Records to process:
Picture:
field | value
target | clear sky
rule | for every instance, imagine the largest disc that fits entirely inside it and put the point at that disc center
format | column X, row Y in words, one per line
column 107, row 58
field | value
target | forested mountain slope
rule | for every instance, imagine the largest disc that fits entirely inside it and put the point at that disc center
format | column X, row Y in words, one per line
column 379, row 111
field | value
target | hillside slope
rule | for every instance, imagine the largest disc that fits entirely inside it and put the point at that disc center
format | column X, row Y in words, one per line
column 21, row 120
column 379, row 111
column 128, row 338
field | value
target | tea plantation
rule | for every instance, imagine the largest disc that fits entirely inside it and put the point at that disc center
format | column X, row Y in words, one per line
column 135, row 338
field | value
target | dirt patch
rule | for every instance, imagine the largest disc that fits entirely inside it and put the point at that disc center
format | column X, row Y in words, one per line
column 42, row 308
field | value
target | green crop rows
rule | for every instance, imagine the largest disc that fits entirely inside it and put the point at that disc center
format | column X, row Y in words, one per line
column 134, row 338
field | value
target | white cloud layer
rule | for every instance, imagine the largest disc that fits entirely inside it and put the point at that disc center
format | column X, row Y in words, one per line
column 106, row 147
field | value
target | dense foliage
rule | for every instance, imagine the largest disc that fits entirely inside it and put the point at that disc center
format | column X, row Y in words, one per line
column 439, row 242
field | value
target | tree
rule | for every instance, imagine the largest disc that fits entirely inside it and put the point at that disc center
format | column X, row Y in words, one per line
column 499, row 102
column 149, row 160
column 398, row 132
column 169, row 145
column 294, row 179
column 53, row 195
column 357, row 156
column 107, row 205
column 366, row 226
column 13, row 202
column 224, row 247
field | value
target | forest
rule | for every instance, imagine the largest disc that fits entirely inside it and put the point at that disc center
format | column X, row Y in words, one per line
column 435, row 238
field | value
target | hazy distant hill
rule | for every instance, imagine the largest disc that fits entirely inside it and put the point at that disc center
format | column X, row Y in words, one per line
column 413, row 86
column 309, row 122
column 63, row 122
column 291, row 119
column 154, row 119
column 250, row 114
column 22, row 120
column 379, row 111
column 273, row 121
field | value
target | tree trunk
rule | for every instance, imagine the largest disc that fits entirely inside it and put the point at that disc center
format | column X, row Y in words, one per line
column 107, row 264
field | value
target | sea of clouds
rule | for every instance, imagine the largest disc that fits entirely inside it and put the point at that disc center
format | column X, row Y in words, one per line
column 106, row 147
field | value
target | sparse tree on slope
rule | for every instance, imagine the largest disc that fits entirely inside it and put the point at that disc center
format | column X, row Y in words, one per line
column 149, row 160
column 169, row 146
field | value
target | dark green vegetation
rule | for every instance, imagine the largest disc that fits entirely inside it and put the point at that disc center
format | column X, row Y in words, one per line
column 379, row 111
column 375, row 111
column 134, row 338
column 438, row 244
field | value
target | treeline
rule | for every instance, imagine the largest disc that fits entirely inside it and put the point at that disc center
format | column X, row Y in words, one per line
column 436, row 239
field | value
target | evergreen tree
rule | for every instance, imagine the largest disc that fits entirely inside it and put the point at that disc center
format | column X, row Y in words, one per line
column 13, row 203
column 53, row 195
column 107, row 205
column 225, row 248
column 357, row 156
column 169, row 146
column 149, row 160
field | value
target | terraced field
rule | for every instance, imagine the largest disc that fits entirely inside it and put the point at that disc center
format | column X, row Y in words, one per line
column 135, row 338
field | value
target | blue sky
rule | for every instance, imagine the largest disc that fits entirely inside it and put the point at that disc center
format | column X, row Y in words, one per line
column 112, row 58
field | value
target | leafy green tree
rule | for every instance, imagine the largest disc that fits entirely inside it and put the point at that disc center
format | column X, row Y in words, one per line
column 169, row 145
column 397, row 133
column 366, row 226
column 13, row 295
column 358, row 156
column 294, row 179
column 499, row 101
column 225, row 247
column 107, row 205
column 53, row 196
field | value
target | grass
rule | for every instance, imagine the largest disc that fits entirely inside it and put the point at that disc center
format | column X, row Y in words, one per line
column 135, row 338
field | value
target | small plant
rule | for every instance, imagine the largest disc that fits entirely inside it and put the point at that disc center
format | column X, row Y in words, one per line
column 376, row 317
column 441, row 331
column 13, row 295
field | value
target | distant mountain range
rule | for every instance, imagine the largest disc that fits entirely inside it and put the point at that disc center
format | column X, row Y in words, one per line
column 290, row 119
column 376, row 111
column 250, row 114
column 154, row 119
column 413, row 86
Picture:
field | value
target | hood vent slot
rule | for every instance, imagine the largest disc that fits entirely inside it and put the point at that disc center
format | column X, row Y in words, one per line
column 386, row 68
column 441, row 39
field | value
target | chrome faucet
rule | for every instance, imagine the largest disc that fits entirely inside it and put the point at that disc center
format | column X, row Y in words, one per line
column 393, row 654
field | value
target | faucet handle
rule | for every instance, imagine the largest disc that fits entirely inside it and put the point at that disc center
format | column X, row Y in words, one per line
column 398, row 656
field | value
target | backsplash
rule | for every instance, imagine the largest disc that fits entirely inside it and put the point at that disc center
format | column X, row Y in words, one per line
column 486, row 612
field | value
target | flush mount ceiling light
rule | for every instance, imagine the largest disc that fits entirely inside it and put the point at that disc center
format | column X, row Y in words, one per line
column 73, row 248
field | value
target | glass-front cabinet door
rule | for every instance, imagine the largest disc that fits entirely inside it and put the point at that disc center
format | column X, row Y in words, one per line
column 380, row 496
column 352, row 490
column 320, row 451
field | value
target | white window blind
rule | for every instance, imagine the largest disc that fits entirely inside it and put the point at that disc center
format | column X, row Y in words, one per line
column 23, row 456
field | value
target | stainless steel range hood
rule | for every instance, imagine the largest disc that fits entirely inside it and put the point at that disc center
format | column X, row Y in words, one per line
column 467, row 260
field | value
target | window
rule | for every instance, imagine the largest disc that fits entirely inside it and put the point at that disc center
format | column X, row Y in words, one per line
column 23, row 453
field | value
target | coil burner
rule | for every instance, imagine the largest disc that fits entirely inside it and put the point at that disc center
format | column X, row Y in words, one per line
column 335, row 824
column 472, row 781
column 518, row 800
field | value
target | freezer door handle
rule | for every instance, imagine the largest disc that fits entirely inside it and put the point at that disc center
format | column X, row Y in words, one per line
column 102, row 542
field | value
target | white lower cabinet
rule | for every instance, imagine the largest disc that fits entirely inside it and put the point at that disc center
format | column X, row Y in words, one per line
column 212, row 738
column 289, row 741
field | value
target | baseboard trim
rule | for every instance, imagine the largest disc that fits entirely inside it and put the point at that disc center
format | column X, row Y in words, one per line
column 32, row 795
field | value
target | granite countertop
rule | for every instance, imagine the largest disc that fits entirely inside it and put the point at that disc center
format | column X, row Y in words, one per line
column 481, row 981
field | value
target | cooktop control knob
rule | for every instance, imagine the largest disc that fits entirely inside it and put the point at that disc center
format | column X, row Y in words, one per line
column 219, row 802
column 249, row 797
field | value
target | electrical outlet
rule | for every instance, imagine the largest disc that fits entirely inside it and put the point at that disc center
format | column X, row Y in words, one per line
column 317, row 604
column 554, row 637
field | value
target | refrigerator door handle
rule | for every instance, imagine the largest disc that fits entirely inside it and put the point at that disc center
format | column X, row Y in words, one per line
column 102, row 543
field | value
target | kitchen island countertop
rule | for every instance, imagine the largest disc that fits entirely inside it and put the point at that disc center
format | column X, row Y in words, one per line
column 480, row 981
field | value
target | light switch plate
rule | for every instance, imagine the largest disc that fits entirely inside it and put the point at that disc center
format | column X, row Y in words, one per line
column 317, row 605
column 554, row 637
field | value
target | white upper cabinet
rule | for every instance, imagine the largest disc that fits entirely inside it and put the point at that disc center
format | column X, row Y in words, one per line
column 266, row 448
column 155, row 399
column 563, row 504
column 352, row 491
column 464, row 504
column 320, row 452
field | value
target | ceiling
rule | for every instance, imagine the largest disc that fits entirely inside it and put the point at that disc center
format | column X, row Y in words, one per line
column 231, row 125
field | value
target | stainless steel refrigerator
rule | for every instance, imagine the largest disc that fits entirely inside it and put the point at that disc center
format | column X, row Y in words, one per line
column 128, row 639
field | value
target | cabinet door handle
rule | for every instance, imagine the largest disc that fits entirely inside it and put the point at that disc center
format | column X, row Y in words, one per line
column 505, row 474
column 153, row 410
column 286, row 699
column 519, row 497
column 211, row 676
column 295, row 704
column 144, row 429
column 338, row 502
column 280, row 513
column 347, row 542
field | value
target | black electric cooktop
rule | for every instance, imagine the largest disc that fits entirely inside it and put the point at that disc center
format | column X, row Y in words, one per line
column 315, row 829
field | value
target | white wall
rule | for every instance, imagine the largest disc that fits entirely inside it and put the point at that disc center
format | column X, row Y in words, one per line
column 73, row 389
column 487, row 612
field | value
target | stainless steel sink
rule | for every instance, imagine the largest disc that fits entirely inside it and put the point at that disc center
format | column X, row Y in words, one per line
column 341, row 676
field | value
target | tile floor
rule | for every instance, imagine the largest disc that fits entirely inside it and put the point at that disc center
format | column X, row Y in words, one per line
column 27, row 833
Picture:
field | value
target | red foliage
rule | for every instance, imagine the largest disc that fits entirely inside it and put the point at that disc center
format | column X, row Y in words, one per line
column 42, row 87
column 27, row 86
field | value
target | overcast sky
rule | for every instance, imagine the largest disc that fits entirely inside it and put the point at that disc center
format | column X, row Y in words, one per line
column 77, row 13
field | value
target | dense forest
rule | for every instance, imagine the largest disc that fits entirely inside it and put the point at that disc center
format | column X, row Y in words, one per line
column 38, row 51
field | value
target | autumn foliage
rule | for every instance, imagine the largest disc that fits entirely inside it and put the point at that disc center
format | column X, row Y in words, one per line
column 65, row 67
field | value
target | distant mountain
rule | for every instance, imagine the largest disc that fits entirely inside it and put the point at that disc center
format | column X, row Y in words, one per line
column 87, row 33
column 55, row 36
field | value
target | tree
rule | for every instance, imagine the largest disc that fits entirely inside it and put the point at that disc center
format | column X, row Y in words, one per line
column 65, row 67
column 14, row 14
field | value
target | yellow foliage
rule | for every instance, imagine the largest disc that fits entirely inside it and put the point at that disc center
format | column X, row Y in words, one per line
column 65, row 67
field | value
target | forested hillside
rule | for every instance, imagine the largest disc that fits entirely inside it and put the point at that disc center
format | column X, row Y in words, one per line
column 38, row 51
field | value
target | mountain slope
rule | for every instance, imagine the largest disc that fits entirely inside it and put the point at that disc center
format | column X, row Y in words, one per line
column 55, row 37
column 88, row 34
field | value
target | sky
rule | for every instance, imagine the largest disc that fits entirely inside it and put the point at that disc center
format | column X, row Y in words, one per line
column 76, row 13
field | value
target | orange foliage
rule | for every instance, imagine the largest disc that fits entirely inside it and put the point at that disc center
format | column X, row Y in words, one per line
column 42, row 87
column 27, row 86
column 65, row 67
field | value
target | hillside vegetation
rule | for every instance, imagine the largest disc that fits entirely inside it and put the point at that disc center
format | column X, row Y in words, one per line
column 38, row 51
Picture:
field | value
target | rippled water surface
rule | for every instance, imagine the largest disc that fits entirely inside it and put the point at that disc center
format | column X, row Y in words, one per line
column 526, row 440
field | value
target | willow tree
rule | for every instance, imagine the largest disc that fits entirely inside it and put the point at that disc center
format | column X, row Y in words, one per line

Problem to solve: Recast everything from the start of the data down to the line containing "column 107, row 58", both ends included, as a JSON list of strings with one string per line and blank lines left out.

Problem solution:
[
  "Picture:",
  "field | value",
  "target | clear sky",
  "rule | for every instance, imagine the largest disc that fits entirely inside it and put the point at that disc center",
  "format | column X, row Y in words, one per line",
  "column 107, row 58"
]